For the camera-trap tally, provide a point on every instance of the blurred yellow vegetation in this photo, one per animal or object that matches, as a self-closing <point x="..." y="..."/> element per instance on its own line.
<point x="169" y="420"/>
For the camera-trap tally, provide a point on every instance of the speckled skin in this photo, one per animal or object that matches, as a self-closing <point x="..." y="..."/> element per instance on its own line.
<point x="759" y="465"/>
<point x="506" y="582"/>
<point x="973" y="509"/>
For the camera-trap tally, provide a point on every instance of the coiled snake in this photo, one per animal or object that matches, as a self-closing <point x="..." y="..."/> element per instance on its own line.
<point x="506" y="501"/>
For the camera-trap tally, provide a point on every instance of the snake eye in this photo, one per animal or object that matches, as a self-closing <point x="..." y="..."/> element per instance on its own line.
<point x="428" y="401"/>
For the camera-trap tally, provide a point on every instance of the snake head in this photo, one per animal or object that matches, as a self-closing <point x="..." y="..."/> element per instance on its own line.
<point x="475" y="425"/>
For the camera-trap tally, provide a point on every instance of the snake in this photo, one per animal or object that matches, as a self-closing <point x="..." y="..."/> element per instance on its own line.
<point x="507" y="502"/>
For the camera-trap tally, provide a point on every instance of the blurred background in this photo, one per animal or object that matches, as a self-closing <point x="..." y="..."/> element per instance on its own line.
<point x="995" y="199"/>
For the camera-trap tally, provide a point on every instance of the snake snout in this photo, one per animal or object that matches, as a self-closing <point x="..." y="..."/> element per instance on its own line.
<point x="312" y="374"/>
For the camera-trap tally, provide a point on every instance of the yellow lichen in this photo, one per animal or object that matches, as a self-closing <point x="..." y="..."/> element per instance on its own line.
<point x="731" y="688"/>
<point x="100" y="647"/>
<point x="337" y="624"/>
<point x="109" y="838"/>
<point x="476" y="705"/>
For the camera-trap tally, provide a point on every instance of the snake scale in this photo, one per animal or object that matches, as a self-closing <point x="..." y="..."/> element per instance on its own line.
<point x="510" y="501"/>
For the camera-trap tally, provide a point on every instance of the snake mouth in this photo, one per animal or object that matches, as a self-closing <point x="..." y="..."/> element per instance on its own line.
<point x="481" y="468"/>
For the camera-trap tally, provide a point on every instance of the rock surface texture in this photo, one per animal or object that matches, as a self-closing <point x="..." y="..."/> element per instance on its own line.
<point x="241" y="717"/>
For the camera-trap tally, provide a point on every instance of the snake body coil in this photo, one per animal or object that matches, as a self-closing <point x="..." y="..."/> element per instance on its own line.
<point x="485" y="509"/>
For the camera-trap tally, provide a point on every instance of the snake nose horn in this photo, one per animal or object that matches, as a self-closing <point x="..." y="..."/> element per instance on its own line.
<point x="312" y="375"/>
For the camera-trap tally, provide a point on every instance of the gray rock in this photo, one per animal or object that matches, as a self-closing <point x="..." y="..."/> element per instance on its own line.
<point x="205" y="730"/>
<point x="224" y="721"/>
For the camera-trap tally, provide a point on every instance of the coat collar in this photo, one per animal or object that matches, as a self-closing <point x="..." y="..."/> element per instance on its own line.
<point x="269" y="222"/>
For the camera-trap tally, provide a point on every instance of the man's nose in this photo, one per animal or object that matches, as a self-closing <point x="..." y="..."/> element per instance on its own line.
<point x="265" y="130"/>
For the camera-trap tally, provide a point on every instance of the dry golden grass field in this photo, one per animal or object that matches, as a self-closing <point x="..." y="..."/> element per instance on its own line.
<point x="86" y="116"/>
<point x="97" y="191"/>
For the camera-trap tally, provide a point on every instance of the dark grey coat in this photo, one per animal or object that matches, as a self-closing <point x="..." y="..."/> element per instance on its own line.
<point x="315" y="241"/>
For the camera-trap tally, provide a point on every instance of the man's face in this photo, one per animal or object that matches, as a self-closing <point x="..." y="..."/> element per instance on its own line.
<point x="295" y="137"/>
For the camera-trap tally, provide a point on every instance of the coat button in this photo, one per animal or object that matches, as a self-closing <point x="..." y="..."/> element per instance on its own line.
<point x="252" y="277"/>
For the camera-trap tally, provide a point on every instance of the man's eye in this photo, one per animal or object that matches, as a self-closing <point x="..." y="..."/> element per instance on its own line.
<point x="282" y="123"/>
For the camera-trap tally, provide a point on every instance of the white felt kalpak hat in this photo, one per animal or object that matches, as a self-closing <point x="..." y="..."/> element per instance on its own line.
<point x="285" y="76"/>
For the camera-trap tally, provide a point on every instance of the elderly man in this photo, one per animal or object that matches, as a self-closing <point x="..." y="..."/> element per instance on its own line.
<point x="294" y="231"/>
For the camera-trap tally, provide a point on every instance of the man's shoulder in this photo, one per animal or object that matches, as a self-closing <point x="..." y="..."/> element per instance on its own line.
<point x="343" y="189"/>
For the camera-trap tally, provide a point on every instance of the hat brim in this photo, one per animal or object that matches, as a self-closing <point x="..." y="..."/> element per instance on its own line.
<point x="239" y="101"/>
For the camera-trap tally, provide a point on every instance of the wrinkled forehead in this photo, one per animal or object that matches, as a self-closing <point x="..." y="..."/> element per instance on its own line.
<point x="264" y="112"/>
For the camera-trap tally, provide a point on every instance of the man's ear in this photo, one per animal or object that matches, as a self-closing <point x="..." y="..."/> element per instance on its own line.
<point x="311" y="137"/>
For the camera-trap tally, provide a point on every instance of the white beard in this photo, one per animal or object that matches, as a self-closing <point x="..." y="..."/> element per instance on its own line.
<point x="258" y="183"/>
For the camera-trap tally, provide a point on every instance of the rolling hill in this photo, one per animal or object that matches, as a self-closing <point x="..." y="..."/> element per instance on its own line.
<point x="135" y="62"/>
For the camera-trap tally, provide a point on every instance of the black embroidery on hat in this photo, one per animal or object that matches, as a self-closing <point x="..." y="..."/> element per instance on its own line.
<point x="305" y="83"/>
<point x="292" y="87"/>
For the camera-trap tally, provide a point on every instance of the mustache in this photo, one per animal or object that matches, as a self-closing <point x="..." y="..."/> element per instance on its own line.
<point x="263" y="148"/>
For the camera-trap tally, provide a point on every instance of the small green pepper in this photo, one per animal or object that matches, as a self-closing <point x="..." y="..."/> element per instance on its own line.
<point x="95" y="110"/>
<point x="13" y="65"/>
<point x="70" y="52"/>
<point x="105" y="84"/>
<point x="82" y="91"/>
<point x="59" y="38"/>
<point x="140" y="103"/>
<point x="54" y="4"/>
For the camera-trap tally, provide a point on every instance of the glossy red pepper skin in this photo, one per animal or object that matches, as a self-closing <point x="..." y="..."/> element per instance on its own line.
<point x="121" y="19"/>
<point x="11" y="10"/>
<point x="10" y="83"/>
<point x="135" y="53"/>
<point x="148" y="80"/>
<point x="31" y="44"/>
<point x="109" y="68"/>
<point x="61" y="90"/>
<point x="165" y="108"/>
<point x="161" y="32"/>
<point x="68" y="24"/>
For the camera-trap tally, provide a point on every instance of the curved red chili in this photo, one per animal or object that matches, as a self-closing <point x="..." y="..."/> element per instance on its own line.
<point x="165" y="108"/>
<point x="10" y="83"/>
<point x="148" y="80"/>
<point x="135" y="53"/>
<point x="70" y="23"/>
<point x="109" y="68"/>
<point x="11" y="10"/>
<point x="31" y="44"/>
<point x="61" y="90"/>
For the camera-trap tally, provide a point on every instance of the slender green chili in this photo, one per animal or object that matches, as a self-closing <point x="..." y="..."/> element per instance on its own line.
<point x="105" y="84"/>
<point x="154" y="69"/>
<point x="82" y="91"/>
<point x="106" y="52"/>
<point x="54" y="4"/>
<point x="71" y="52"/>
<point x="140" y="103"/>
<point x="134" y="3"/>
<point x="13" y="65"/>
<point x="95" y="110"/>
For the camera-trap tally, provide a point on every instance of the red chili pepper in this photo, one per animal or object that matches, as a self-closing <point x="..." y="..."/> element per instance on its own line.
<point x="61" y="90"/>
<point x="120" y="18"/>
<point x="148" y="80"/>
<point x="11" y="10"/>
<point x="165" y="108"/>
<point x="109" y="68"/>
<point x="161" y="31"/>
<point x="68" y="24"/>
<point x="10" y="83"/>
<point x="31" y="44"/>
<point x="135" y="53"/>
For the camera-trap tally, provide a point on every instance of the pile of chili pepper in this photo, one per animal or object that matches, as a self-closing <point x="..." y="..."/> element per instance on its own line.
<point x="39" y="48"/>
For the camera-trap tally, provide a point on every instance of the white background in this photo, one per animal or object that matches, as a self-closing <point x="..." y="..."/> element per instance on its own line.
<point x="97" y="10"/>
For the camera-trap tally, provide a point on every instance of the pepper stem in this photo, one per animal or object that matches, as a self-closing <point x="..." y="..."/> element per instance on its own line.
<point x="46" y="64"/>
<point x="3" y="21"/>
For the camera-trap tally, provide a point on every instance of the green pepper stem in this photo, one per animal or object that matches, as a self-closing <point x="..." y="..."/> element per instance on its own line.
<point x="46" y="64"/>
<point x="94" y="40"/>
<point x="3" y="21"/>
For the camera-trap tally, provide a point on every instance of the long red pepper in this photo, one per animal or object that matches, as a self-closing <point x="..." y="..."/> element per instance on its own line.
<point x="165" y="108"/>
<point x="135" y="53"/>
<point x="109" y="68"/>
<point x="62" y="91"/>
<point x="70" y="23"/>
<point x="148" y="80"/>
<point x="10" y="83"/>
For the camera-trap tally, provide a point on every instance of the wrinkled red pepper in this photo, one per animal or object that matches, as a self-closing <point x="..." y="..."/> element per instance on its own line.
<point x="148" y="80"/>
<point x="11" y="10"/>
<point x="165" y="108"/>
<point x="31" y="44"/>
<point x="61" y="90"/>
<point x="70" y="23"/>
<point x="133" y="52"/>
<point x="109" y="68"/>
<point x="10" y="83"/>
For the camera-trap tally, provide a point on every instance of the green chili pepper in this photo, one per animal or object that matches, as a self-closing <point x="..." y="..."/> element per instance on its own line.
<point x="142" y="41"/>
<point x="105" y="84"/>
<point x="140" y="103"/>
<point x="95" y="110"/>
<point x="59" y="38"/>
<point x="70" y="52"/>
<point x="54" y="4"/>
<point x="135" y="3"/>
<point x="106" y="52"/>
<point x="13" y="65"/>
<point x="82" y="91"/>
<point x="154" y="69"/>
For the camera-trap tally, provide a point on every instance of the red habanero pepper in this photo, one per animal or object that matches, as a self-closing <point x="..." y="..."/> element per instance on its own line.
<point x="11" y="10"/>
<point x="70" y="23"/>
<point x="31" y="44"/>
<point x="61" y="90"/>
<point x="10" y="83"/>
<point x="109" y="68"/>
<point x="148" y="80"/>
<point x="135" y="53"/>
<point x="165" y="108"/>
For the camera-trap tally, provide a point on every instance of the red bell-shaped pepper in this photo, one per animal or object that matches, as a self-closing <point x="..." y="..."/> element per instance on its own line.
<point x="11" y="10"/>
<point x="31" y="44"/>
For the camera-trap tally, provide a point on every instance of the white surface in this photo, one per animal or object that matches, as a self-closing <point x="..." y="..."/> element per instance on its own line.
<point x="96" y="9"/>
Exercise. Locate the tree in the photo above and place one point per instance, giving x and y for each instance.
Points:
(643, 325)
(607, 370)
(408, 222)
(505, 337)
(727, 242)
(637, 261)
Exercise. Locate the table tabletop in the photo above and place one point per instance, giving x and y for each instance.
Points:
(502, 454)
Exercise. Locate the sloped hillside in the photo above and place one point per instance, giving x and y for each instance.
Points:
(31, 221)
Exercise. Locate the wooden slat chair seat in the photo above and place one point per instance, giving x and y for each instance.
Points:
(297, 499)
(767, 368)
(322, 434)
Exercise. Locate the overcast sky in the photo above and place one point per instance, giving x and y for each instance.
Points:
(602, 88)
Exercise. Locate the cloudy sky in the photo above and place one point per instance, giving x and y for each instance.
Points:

*-*-*

• _WHAT TO DO_
Which lines of the data include "above"? Copy each of them.

• _YOUR SOLUTION_
Exercise. Locate the tree in the photo above and place one point per instance, giving x and y for each instance.
Exercise. Locate the table tabletop in the photo above and place one point per instance, giving x and y for each instance.
Exercise. Locate the sloped hillside in the photo above and place one point per instance, giving x and y for each instance.
Exercise. Locate the wooden slat chair seat in the photo above and place one point per instance, giving x and y for each instance.
Exercise. Locate the overcast sky in the photo above and place one point per instance, giving x and y for each instance.
Exercise. Locate the cloudy sky in the photo above and place one point per instance, giving x and y for each instance.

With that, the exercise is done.